━━ Data excerpts ━━

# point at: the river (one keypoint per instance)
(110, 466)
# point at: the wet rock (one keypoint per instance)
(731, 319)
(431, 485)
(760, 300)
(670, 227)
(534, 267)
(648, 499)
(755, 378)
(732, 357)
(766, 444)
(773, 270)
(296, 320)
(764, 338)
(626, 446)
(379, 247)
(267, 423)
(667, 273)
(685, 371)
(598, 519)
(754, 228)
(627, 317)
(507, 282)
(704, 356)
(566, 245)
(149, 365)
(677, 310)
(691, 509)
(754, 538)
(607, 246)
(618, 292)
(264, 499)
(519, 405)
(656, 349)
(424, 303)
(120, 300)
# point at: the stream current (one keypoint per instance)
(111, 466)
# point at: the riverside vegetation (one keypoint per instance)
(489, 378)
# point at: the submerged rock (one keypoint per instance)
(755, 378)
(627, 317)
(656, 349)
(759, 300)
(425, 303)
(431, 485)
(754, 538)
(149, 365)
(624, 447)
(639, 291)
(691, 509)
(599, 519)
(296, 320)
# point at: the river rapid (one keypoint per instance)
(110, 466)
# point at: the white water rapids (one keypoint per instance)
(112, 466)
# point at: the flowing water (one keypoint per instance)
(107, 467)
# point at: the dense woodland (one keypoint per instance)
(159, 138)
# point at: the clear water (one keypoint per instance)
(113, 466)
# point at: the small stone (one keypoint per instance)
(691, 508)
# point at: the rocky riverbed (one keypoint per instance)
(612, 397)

━━━
━━ Data excerpts ━━

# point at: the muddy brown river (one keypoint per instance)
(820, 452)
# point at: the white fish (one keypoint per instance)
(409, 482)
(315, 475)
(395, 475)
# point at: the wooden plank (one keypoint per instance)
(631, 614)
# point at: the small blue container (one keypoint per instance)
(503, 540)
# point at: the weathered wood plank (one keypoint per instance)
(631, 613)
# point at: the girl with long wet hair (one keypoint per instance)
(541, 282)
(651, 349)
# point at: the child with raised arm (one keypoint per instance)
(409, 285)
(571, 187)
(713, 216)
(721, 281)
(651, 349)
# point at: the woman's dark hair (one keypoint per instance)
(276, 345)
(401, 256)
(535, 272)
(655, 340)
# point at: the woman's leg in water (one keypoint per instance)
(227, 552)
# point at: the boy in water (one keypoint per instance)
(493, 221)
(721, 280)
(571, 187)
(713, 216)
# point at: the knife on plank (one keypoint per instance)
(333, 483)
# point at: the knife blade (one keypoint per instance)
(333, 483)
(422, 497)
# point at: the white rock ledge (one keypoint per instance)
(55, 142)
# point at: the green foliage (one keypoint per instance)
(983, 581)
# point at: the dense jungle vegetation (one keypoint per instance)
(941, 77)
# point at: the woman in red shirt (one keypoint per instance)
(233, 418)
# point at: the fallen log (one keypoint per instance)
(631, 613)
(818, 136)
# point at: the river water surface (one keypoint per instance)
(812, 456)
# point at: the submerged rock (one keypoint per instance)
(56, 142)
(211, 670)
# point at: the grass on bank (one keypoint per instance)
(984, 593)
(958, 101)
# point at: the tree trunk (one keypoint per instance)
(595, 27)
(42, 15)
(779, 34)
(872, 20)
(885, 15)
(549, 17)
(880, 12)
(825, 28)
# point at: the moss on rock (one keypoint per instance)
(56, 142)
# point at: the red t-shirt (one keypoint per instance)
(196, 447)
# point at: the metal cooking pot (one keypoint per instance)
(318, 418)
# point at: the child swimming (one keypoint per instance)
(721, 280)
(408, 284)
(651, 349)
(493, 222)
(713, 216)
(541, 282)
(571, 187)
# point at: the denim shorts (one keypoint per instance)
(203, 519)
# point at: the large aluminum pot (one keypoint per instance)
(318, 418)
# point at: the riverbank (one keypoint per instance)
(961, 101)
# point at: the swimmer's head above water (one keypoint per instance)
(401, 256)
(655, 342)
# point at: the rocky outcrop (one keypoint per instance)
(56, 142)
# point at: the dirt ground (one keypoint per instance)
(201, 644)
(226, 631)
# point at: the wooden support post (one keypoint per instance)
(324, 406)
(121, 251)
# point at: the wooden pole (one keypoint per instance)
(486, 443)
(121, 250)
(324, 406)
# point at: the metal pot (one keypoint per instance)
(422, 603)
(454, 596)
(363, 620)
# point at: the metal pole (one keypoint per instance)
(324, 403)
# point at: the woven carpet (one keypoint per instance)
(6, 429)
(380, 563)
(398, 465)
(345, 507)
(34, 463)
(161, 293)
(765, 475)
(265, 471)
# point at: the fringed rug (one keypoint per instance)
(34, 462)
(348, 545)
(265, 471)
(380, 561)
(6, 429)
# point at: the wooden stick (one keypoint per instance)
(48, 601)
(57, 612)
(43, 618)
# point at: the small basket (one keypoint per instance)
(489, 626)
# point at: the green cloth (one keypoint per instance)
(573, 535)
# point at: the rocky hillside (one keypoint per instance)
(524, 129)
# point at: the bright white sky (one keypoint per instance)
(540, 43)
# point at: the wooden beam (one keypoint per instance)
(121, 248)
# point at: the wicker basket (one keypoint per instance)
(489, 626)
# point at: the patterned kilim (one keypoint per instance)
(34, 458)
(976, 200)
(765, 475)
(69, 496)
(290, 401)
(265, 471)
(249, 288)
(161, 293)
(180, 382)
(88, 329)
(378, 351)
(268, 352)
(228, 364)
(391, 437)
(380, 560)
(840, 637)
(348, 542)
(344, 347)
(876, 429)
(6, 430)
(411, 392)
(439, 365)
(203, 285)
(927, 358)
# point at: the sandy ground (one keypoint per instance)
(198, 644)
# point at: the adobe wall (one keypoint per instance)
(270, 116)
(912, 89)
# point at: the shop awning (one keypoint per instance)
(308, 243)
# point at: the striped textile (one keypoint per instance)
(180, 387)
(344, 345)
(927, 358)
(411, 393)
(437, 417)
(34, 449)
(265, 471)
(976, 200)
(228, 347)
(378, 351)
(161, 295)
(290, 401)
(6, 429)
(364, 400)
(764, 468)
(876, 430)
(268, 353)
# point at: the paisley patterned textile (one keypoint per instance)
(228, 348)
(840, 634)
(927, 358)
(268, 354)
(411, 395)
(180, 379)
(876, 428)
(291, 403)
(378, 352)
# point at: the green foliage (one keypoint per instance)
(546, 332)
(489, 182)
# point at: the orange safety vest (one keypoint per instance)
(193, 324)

━━━
━━ Data excerpts ━━

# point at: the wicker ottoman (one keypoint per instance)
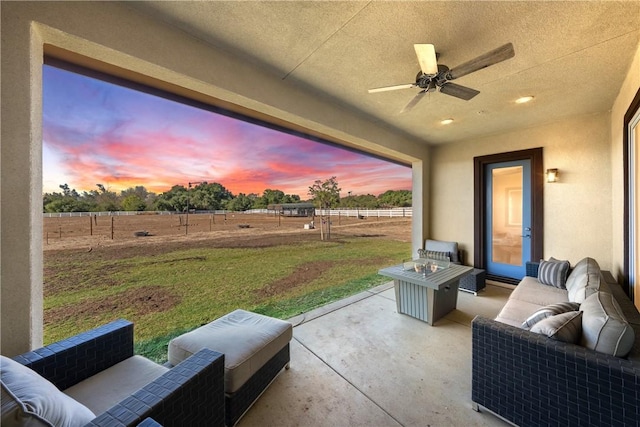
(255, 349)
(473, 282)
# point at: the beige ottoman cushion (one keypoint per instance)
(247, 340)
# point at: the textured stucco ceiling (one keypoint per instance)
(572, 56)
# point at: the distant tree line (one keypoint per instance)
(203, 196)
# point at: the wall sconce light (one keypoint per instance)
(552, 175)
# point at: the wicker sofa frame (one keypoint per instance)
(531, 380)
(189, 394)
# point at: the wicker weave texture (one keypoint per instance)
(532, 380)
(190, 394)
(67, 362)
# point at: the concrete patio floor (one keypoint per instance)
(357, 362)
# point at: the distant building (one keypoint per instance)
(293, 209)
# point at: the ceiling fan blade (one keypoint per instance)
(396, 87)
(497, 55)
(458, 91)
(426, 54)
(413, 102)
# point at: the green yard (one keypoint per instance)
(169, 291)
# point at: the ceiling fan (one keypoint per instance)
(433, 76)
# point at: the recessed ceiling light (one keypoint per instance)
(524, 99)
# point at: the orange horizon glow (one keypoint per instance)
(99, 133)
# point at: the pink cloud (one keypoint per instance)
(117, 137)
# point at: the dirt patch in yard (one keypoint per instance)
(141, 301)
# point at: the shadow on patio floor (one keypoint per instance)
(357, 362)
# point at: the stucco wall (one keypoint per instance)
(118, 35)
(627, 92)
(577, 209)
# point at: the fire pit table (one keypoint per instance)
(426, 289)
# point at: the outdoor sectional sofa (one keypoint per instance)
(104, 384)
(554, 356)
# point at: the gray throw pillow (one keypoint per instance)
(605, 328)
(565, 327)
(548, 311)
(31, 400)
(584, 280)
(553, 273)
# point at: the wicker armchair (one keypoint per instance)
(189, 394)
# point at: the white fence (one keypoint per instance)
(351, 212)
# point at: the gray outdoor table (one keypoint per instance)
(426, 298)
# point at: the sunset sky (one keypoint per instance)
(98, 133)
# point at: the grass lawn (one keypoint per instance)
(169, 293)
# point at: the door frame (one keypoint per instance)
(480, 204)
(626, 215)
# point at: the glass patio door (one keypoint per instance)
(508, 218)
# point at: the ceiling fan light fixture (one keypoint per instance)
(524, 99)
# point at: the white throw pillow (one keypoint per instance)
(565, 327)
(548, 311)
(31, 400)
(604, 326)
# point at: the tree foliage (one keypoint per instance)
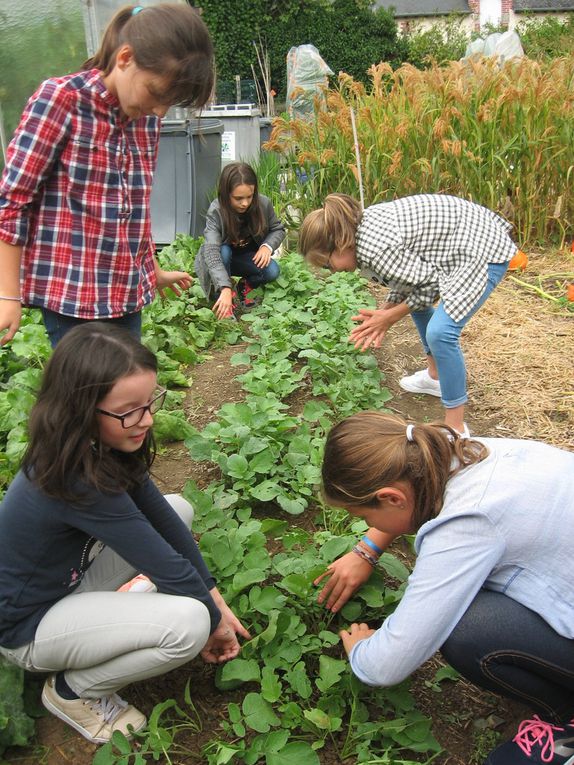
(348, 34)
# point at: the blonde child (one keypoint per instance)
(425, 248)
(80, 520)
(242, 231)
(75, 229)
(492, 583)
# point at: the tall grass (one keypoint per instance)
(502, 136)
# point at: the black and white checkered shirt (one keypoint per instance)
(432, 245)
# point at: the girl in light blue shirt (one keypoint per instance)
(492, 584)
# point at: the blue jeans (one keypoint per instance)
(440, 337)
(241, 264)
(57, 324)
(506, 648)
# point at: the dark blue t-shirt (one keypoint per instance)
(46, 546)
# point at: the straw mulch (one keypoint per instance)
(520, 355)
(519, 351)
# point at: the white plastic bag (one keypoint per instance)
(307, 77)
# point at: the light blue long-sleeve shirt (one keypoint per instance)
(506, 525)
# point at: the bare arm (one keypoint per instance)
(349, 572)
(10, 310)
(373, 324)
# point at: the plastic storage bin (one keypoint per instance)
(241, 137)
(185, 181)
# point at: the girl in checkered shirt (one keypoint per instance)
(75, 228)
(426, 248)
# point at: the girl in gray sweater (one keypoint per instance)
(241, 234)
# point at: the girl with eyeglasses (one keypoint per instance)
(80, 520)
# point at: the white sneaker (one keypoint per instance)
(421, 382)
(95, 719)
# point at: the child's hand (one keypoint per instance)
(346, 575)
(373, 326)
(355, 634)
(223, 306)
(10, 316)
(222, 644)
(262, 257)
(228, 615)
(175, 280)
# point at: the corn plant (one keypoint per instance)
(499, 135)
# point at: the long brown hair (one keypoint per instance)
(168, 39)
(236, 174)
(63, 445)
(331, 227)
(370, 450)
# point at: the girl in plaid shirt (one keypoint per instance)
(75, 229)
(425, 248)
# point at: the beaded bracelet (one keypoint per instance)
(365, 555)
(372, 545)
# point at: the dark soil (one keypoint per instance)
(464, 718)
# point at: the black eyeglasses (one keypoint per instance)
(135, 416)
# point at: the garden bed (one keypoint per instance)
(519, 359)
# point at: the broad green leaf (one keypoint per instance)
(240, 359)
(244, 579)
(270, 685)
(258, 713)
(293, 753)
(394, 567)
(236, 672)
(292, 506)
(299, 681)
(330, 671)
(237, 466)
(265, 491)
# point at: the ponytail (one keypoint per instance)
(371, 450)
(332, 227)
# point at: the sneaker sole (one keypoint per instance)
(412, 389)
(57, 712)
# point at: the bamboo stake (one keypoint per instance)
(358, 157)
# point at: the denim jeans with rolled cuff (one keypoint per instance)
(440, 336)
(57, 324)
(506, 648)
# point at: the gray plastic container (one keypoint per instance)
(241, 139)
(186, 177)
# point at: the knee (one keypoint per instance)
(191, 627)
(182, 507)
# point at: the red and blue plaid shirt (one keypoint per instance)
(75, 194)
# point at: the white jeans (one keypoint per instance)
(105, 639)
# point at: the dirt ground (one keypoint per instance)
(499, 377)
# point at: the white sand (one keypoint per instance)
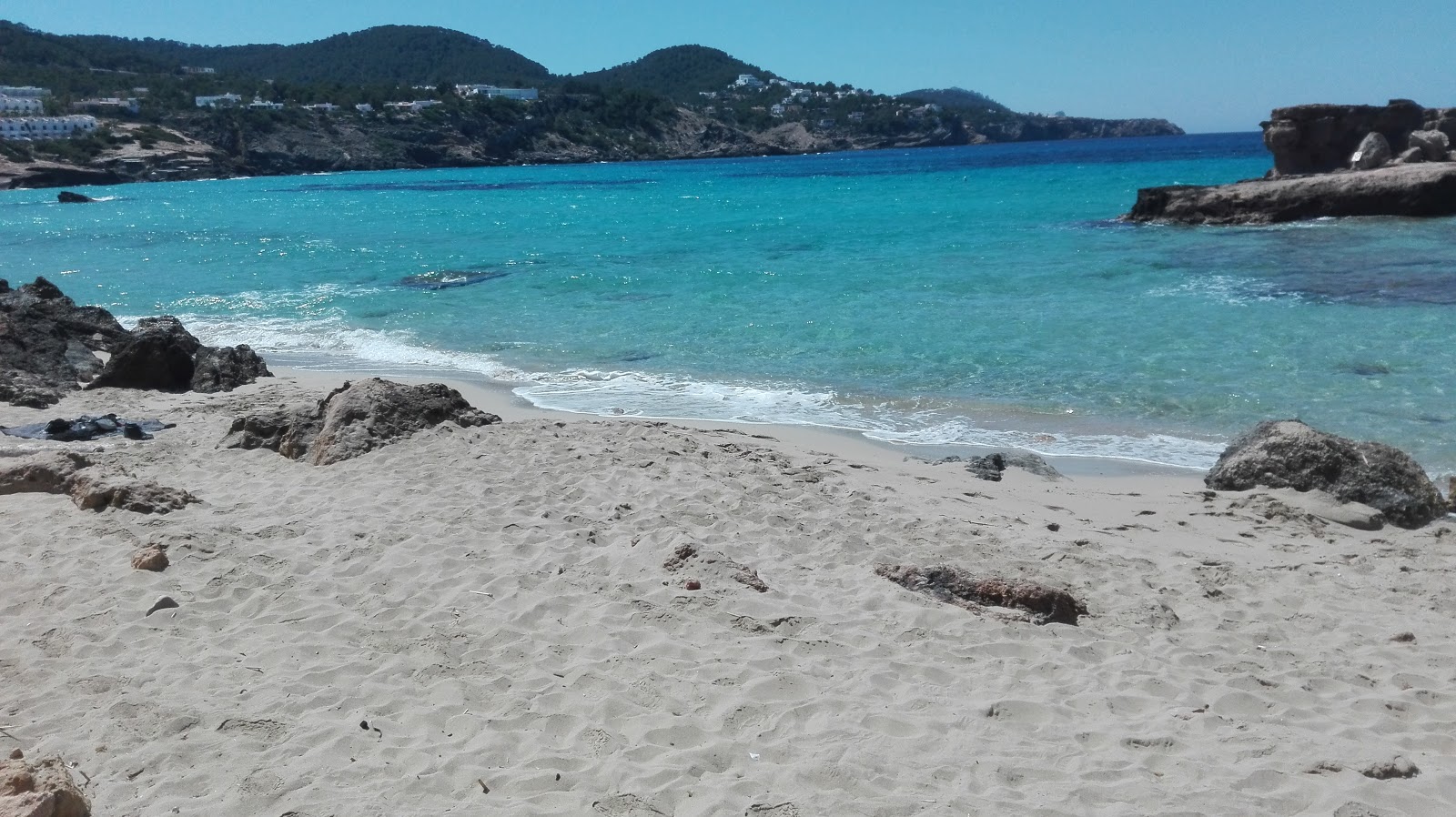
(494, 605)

━━━

Goal: Find every line in the data above that contains the word "wooden", and please copy each of those lines.

Output below:
# point at: the wooden plank (one keypoint per instance)
# point at: the wooden support post (one keypoint per instance)
# point at: the wooden pole (one keypoint per instance)
# point at: the wooden stick (one keypoint per instance)
# point at: the wooden beam (one keypoint per instance)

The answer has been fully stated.